(Point localization data)
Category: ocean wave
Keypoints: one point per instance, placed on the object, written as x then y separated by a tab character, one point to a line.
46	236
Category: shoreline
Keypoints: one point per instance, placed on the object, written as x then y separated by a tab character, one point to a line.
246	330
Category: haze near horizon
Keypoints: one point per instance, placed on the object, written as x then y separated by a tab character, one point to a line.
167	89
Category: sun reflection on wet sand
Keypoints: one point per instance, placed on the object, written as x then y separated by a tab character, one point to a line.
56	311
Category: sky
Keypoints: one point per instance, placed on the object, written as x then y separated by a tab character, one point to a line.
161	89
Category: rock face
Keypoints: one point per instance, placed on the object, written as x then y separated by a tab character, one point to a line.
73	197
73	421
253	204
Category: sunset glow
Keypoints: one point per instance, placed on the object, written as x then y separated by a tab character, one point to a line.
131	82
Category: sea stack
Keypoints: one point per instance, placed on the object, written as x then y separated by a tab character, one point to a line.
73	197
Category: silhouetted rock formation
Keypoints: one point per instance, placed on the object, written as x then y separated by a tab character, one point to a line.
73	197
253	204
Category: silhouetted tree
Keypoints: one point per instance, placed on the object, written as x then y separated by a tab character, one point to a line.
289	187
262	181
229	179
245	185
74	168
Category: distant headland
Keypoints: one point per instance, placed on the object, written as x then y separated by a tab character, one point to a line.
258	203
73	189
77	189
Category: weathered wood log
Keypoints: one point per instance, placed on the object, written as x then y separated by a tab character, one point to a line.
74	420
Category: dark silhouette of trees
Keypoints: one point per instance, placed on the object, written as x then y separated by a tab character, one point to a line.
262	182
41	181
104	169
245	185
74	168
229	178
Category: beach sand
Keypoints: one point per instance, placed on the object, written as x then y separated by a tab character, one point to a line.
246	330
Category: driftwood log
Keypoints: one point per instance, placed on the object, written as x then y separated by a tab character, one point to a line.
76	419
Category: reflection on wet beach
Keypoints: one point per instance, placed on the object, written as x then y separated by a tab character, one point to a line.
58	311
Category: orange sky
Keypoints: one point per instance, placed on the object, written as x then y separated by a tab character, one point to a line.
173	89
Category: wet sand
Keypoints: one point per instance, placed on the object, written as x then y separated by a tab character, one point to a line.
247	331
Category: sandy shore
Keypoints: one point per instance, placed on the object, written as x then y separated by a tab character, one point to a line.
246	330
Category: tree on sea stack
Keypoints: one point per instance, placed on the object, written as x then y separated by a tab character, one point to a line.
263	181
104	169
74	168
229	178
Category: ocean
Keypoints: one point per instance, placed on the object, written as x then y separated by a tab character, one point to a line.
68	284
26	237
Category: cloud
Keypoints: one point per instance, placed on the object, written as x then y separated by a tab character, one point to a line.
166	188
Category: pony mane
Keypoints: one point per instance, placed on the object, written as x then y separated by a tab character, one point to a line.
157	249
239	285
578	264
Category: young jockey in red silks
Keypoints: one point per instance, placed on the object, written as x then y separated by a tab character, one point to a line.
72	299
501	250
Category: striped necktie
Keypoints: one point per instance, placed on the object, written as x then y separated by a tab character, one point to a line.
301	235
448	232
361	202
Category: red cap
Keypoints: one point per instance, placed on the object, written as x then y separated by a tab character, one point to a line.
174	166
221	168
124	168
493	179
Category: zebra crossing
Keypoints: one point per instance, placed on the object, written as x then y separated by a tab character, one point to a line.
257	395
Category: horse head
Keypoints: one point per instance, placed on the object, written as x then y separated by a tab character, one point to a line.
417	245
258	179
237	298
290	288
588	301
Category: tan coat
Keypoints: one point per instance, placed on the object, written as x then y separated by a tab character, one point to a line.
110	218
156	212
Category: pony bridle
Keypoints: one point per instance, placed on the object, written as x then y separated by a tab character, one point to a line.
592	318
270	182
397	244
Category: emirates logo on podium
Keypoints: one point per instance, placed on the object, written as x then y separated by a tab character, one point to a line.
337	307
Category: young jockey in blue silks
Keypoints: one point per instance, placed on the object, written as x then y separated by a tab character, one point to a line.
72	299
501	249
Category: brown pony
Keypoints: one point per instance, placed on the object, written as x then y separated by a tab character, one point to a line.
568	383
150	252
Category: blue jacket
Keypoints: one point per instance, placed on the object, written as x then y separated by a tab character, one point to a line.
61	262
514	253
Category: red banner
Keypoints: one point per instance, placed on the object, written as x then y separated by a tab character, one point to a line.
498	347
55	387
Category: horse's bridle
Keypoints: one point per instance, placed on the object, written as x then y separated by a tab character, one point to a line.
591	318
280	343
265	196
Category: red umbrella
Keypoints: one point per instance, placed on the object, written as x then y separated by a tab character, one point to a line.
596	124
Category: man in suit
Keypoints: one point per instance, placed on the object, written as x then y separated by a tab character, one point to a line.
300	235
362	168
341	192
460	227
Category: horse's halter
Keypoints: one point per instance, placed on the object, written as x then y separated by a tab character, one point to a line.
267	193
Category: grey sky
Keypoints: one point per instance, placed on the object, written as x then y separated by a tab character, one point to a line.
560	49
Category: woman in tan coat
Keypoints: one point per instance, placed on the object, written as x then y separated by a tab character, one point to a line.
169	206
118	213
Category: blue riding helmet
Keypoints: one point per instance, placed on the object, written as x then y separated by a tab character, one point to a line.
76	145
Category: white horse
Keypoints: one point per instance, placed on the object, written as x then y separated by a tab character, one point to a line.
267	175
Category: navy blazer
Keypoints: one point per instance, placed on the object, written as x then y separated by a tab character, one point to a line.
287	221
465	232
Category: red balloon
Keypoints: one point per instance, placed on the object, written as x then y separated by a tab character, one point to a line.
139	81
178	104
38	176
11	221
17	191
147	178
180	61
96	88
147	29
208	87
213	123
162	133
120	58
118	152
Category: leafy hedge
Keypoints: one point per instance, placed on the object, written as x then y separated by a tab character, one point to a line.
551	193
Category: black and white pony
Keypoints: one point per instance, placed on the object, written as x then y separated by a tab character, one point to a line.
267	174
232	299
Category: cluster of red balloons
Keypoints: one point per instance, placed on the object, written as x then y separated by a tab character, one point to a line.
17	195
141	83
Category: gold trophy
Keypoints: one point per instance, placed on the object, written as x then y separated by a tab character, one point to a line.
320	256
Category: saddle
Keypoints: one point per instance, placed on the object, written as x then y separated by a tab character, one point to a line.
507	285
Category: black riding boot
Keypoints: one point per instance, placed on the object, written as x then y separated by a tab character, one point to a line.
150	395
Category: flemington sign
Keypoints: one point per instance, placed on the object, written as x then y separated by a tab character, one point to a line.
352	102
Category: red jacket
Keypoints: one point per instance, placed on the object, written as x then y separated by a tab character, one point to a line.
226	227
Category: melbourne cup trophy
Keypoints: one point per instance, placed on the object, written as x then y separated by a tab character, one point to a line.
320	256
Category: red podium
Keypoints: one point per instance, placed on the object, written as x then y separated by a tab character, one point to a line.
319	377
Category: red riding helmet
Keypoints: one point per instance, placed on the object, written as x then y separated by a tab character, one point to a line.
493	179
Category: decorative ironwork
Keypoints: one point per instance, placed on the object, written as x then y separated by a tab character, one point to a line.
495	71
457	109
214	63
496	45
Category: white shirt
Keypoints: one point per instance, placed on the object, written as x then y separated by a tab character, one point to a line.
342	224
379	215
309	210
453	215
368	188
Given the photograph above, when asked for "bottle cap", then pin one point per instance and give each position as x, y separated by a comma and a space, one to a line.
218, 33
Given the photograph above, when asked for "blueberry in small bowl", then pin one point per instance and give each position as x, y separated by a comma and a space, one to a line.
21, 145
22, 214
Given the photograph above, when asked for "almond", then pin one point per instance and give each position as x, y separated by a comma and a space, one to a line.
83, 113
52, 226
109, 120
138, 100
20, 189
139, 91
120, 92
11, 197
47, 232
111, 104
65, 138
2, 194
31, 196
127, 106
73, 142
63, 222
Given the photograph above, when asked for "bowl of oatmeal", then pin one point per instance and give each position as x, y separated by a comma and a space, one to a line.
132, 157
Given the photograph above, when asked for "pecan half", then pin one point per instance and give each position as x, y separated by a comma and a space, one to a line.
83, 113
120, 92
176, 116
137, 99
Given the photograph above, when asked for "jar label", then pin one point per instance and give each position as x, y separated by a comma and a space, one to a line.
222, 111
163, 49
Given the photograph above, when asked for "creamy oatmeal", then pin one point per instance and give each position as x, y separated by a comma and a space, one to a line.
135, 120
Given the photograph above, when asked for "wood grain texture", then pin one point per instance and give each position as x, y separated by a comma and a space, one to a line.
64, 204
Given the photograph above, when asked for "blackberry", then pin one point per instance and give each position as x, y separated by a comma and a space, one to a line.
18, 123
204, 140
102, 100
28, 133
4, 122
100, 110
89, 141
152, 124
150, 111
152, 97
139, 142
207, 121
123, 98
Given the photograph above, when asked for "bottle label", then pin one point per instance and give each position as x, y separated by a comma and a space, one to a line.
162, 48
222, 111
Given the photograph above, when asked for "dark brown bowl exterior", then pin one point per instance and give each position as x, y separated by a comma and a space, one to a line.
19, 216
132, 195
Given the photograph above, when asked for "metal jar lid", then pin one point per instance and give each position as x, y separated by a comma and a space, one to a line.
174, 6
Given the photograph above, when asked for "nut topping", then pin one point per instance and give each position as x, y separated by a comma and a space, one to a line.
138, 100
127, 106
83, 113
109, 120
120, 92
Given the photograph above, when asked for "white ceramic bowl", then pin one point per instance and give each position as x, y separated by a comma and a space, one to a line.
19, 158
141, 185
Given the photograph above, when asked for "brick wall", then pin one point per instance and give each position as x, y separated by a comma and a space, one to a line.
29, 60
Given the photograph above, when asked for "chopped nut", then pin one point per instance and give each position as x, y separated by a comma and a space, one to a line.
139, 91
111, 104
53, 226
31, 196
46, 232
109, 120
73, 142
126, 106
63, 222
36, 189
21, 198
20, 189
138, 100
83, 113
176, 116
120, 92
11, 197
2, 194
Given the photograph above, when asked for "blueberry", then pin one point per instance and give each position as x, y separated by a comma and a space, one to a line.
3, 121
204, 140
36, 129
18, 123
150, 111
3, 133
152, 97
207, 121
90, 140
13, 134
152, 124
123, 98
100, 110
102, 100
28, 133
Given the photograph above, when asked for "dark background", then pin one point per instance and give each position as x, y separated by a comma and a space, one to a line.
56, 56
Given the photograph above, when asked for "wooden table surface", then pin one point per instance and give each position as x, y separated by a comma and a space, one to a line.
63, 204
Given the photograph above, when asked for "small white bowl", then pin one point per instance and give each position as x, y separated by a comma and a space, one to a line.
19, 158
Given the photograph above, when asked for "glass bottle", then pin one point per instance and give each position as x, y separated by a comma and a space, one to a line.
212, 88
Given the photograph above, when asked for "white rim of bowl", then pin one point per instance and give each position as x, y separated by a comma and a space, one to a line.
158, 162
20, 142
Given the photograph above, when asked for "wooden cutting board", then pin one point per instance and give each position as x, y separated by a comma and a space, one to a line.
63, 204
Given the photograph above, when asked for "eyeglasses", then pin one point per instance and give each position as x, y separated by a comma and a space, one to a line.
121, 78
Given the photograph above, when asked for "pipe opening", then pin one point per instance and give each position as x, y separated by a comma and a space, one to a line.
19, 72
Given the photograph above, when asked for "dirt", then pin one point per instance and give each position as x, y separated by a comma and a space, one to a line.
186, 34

Your objective:
Word for word, restate the lines of the data above that fall between the line holding "Category: grey sky" and the line holding "Category: woman in tan coat", inclusive, and no other lines.

Answer to this exercise:
Category: grey sky
Keypoints: one point per instance, placed on the object, written as x then y separated by a tab character, one point to a line.
560	49
Category: woman in tan coat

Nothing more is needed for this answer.